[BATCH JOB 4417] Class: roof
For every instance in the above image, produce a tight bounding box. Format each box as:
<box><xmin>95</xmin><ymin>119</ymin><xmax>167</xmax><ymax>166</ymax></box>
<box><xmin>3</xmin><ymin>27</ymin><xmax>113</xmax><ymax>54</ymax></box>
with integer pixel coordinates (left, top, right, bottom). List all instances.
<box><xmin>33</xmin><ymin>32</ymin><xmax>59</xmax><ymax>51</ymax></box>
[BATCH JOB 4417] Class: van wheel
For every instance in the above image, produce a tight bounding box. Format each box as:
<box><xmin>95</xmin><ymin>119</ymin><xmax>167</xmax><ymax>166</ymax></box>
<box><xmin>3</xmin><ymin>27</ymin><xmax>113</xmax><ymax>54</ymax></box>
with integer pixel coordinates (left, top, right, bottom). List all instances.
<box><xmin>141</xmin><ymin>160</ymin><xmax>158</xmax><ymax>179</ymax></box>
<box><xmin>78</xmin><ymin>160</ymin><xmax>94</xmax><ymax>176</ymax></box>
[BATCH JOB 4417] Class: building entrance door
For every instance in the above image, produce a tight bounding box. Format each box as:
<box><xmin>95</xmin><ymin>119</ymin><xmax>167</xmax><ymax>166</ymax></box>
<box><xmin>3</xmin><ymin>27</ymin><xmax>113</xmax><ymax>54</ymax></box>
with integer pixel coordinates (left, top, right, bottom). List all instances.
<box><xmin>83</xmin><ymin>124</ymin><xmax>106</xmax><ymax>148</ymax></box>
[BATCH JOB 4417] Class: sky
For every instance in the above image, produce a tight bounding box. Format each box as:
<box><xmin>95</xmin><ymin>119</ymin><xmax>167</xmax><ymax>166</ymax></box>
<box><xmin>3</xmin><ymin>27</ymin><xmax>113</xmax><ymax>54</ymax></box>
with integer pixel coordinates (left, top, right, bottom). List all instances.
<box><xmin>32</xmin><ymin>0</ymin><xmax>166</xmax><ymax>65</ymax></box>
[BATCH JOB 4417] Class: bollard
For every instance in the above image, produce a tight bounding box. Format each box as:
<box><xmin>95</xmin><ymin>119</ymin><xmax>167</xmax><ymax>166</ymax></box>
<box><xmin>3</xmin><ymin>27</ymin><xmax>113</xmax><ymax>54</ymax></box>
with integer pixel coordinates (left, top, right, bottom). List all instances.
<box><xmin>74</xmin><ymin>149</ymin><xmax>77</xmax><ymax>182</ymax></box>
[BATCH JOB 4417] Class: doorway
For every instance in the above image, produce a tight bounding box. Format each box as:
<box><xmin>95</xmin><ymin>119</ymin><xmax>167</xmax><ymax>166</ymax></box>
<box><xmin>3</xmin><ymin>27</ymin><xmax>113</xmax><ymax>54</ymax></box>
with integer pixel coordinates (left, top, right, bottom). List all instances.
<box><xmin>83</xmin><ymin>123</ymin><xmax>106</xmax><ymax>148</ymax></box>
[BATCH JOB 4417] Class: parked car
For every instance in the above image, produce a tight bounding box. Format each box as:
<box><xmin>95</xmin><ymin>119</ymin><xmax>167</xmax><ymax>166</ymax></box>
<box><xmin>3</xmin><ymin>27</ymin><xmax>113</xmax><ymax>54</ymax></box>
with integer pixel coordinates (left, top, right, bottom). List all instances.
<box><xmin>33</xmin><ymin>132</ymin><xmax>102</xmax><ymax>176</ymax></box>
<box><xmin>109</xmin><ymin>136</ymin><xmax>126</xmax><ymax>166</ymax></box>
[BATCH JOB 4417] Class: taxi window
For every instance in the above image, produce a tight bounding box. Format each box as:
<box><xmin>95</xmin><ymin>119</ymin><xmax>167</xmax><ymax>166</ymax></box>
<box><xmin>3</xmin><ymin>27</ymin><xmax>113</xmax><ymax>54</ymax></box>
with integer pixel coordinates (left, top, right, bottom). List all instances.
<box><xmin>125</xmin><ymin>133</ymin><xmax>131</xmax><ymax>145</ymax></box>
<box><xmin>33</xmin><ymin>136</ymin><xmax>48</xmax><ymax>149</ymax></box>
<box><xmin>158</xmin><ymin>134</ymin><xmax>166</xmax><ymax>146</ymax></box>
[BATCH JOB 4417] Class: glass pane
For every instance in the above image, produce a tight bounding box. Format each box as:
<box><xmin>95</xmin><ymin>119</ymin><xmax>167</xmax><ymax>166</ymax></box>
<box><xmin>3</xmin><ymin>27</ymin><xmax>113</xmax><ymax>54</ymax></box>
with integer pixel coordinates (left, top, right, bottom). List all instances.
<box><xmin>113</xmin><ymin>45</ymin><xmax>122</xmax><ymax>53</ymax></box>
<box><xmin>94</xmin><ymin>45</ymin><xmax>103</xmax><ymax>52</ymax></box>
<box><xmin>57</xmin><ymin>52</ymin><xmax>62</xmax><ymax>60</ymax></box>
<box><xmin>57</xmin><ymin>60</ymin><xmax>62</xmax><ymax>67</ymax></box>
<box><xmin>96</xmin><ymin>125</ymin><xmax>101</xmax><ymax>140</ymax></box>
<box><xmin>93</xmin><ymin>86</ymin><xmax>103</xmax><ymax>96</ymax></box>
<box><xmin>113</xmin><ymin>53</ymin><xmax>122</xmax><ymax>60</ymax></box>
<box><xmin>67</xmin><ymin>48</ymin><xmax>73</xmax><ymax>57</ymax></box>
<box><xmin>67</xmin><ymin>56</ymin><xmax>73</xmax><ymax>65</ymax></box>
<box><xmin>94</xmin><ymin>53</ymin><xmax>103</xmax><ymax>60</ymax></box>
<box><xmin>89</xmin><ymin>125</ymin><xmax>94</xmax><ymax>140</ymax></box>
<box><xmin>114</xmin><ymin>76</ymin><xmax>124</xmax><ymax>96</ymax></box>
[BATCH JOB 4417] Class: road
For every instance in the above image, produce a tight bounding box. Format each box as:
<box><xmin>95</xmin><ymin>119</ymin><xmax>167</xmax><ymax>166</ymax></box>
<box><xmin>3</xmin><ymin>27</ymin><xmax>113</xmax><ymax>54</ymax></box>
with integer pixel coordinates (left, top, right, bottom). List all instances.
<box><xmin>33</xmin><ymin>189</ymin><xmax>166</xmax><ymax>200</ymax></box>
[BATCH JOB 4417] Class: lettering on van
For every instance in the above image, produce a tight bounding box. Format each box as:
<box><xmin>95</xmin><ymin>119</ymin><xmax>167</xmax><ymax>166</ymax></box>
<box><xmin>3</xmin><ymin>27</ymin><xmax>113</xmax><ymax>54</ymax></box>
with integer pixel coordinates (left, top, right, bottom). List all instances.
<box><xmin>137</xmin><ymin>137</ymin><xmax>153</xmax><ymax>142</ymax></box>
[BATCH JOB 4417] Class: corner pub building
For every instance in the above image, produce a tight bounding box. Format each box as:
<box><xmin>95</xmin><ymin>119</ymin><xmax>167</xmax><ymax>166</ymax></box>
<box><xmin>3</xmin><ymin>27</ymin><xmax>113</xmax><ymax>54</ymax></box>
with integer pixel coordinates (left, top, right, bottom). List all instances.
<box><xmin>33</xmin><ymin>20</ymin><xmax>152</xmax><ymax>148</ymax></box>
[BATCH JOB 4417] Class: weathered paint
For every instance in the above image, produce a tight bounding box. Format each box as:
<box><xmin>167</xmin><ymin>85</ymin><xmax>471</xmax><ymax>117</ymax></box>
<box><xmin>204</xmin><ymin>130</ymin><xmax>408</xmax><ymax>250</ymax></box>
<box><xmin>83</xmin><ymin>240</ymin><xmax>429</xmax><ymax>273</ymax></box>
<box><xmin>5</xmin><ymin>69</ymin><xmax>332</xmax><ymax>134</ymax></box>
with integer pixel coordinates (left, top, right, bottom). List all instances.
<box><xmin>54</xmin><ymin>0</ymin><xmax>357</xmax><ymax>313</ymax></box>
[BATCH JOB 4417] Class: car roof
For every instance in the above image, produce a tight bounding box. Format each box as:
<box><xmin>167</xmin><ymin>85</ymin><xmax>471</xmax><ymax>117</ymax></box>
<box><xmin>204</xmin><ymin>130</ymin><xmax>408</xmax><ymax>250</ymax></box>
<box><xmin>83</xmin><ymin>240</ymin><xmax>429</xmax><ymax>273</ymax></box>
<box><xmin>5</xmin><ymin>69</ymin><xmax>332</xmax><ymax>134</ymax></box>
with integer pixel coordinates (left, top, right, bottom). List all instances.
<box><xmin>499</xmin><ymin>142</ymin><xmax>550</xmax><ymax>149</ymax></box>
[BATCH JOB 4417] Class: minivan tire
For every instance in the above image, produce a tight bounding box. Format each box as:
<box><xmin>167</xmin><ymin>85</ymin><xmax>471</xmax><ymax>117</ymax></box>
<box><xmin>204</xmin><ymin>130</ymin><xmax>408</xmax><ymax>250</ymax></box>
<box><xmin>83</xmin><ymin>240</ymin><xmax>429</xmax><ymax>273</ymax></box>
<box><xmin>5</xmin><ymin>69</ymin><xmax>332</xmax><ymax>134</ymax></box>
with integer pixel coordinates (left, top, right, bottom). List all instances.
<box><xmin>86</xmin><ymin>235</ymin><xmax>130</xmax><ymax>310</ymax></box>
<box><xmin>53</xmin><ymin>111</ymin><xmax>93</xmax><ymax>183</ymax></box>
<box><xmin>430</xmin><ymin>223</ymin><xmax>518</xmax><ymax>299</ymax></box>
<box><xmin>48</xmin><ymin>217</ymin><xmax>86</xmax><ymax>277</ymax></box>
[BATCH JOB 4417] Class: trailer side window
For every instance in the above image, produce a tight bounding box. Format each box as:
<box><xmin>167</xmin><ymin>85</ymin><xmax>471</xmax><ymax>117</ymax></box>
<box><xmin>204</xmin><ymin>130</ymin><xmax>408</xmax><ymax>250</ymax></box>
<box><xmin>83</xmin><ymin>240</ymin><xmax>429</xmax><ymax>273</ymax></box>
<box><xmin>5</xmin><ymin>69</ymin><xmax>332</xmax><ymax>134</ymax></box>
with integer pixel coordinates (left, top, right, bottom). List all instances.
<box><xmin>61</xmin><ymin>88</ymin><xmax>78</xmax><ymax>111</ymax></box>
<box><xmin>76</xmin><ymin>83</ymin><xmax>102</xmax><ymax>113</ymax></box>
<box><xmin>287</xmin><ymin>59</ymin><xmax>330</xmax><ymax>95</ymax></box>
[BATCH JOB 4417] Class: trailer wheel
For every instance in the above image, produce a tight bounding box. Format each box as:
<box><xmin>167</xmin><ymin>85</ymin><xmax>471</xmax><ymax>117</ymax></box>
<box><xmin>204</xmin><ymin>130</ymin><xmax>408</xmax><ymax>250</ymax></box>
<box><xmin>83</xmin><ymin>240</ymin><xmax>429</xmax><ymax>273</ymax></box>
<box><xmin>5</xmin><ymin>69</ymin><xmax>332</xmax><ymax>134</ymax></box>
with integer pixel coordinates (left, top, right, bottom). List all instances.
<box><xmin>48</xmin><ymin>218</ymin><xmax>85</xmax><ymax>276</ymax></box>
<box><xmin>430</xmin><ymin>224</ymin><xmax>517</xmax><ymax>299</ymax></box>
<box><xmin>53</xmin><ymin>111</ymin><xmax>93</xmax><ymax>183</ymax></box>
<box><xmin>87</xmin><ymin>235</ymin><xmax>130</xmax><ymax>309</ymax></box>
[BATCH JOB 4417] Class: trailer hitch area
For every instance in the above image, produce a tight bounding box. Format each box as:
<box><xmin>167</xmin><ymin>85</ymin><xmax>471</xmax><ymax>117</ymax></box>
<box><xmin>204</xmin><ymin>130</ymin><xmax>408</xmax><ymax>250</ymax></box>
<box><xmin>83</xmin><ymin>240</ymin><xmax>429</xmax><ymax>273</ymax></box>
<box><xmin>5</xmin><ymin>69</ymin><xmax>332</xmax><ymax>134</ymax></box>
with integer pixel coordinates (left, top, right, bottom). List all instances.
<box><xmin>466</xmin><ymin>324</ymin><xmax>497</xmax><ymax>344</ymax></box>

◇ ◇ ◇ ◇

What you will do → Give only the number of lines in the items above that contain the word "trailer", counting case-sensitively.

Answer to the exercise → 3